::: EXTRACTED ENTRIES :::

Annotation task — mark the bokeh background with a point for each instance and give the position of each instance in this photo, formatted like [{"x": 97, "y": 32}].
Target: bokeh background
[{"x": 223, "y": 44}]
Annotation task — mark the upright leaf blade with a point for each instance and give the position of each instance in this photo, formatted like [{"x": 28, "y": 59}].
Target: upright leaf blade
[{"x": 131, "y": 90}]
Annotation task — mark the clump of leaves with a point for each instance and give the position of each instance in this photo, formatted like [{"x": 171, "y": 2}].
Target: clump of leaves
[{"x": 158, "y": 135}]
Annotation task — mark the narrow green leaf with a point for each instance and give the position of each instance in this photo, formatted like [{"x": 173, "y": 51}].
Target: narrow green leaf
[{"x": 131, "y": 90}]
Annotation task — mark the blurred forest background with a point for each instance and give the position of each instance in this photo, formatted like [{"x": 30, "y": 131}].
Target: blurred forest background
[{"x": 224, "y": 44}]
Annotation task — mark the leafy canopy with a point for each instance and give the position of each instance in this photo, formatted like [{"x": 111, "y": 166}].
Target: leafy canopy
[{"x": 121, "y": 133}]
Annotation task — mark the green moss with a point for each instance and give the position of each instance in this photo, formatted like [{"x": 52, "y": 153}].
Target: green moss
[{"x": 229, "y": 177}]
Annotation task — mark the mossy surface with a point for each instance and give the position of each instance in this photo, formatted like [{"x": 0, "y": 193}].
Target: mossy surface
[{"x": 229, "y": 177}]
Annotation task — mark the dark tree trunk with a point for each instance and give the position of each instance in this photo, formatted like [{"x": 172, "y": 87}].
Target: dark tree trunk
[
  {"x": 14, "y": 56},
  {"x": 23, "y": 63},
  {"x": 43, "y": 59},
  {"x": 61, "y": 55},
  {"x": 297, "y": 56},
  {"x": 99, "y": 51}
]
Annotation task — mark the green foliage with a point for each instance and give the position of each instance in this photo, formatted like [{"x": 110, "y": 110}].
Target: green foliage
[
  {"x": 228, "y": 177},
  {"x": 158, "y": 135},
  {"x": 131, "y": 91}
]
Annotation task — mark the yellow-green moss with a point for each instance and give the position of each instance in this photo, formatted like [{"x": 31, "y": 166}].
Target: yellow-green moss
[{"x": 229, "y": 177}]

:::

▶ [WHAT NEEDS TO BE DONE]
What should appear is an exact copy of the lines from the one with "Target: green foliage" through the end of the entries above, ends included, and no other text.

▶ [TASK RESULT]
Target: green foliage
[
  {"x": 228, "y": 177},
  {"x": 158, "y": 135},
  {"x": 131, "y": 91}
]
Annotation task — mark the yellow-green moss with a point for each instance and give the position of each instance in this photo, formatted like [{"x": 31, "y": 166}].
Target: yellow-green moss
[{"x": 229, "y": 177}]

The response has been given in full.